WRITTEN TASK 1: Copy the post on character tables of the symmetric group starting at "GAP has the" and ending at "characters.", switching every occurrence of "ATLAS" to "Atlas of Finite Groups".

PASSAGE PROVIDED:
GAP has the ATLAS character tables. Presumably, if asked to
generate a character table for the symmetric group on n
letters, without actually telling GAP that this was the group,
it would compute the same character table as in the ATLAS,
including the ordering of the conjugacy classes and of the
characters.
Is that correct?
Anyway, my question is about some orderings on the conjugacy classes
and characters of the symmetric group Sn. The ordering of the conjugacy
classes of Sn is basically an ordering on the partitions of n.
Do the orderings provided by the ATLAS and by GAP (in case they
are not the same) have a simple description?
Similarly, an ordering of the characters corresponds to an ordering
of the partitions of n. Is there a simple description of the ordering
of partitions corresponding to the character tables produced by
GAP or the ATLAS for Sn?
Using the original definition of Frobenius, I can in principle
compute a character table of Sn, with the conjugacy classes
and characters arranged according to a natural ordering of the
partitions, e.g. decreasing lexicographic ordering. I wrote
a program to do this but it is very slow, since it involves
multiplying a lot of polyomials and looking at coefficients
(i.e. the original construction of Frobenius). It got as far
as S5 and I shut it off after a few hours of trying to compute
S6. With S5, the characters are grouped into 3 sections. The
middle section happens to have only one character and it is
of maximum degree. The other two sections have their characters
arranged symmetrically around the middle, the symmetry being
tensor with the sign character. There is a particular
odd permutation in this case, namely a 4 cycle, such that the first
group consists of all characters which are positive on that
element.

WRITTEN TASK 2: Find each line in the records below that contains the string "patterned", treating uppercase and lowercase letters as different.

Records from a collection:
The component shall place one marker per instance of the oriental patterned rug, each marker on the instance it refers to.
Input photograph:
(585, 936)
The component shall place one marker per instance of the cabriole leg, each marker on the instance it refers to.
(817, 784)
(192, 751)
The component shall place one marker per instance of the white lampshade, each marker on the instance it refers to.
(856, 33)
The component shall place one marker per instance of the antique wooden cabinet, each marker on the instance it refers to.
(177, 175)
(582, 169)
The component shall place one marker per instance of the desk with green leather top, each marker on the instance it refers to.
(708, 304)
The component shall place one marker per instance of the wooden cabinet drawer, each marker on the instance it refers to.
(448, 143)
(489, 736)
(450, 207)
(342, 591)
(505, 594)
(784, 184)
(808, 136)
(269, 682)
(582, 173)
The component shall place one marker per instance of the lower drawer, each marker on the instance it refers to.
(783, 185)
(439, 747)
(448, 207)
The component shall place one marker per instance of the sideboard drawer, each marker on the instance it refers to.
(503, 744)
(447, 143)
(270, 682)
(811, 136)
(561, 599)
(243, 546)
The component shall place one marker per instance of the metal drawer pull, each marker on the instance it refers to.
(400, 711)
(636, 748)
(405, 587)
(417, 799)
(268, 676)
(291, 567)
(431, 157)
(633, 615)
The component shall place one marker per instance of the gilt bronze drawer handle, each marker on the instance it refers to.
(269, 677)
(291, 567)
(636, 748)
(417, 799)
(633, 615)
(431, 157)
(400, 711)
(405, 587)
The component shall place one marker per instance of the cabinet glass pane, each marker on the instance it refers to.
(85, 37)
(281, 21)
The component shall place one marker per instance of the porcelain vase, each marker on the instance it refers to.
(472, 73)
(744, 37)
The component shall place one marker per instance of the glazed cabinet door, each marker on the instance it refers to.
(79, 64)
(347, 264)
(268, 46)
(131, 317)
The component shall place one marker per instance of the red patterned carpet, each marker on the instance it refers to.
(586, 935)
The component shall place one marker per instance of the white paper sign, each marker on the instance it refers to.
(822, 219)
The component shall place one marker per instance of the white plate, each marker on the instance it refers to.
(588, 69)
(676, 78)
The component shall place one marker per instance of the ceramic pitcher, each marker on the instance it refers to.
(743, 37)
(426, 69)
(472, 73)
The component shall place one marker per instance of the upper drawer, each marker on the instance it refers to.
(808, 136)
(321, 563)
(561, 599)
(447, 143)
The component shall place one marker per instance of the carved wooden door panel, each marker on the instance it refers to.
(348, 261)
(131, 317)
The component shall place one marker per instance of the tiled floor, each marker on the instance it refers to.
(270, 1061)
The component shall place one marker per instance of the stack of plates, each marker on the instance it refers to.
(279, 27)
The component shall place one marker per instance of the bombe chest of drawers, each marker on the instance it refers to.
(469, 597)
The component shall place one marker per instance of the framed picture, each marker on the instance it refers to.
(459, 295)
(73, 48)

ANSWER 1:
GAP has the Atlas of Finite Groups character tables. Presumably, if asked to
generate a character table for the symmetric group on n
letters, without actually telling GAP that this was the group,
it would compute the same character table as in the Atlas of Finite Groups,
including the ordering of the conjugacy classes and of the
characters.

ANSWER 2:
The component shall place one marker per instance of the oriental patterned rug, each marker on the instance it refers to.
The component shall place one marker per instance of the red patterned carpet, each marker on the instance it refers to.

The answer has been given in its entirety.